Copy the listing below word for word, leaving out the pictures.
# The data start
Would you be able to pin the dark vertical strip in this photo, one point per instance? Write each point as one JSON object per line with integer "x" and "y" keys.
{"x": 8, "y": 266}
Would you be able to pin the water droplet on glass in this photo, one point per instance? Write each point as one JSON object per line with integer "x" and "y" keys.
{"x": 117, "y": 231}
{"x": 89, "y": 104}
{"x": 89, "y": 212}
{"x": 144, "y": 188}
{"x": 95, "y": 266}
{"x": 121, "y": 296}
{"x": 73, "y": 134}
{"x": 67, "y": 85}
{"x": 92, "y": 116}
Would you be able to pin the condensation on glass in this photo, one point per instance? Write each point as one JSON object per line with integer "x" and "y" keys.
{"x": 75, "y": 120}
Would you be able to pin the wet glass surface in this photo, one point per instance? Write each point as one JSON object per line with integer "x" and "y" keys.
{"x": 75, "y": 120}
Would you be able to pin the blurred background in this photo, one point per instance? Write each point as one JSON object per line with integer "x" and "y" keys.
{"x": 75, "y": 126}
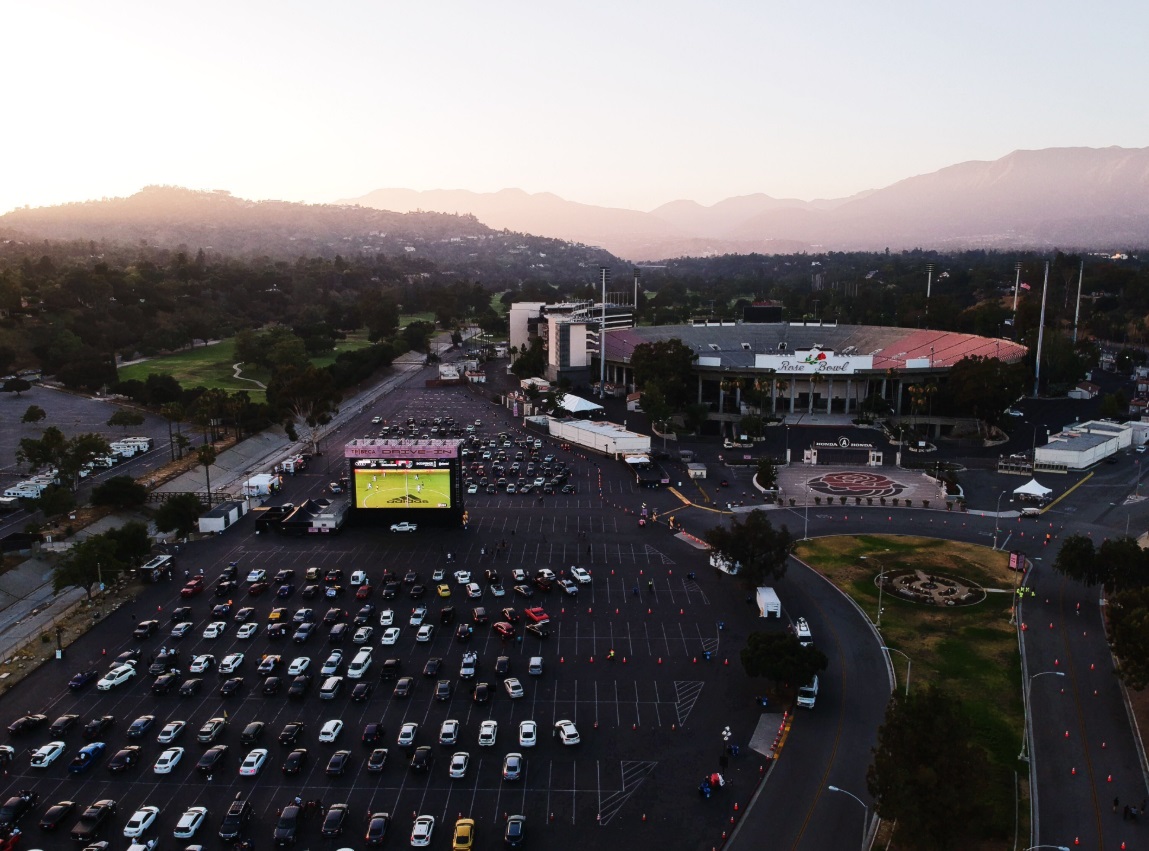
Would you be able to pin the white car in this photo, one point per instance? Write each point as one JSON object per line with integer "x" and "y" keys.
{"x": 170, "y": 732}
{"x": 46, "y": 755}
{"x": 247, "y": 631}
{"x": 190, "y": 822}
{"x": 230, "y": 663}
{"x": 140, "y": 821}
{"x": 459, "y": 763}
{"x": 201, "y": 663}
{"x": 168, "y": 760}
{"x": 299, "y": 665}
{"x": 488, "y": 732}
{"x": 514, "y": 687}
{"x": 215, "y": 629}
{"x": 253, "y": 763}
{"x": 116, "y": 677}
{"x": 567, "y": 732}
{"x": 407, "y": 734}
{"x": 421, "y": 834}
# The data end
_Written solution_.
Would you be able to pin the dark vertical strip in this photo, one point per instance? Write each point as one JSON object per line with integer "x" and "y" keys.
{"x": 8, "y": 266}
Would you be able to pin the water droplet on glass in this photo, one point per instance? Write each point as one JSON object per line with integer "x" and "y" keys.
{"x": 117, "y": 231}
{"x": 89, "y": 104}
{"x": 89, "y": 212}
{"x": 144, "y": 188}
{"x": 95, "y": 266}
{"x": 121, "y": 296}
{"x": 73, "y": 134}
{"x": 67, "y": 85}
{"x": 92, "y": 116}
Would you be able to pin the condensation on glass in this photo, one point per instance? Write each point as one JSON object per line with integer "x" and "y" keys.
{"x": 75, "y": 120}
Would you be able to pin the wet glass surface in this photo, one point per instance? Write each point as one JSON object per line with integer "x" and "y" keys.
{"x": 75, "y": 120}
Would you be able to pin the blurred background in this photo, one point per instance? Write each point as one JSON object per line with integer "x" and "y" keys.
{"x": 75, "y": 126}
Would you be able to pin the white car in this photo, one point per instance? Write each point as one JSON object per line with integer "x" and "y" keys.
{"x": 170, "y": 732}
{"x": 46, "y": 755}
{"x": 247, "y": 631}
{"x": 190, "y": 822}
{"x": 230, "y": 663}
{"x": 140, "y": 821}
{"x": 459, "y": 763}
{"x": 201, "y": 663}
{"x": 168, "y": 760}
{"x": 299, "y": 665}
{"x": 488, "y": 732}
{"x": 514, "y": 687}
{"x": 215, "y": 629}
{"x": 253, "y": 763}
{"x": 116, "y": 677}
{"x": 567, "y": 732}
{"x": 407, "y": 734}
{"x": 421, "y": 834}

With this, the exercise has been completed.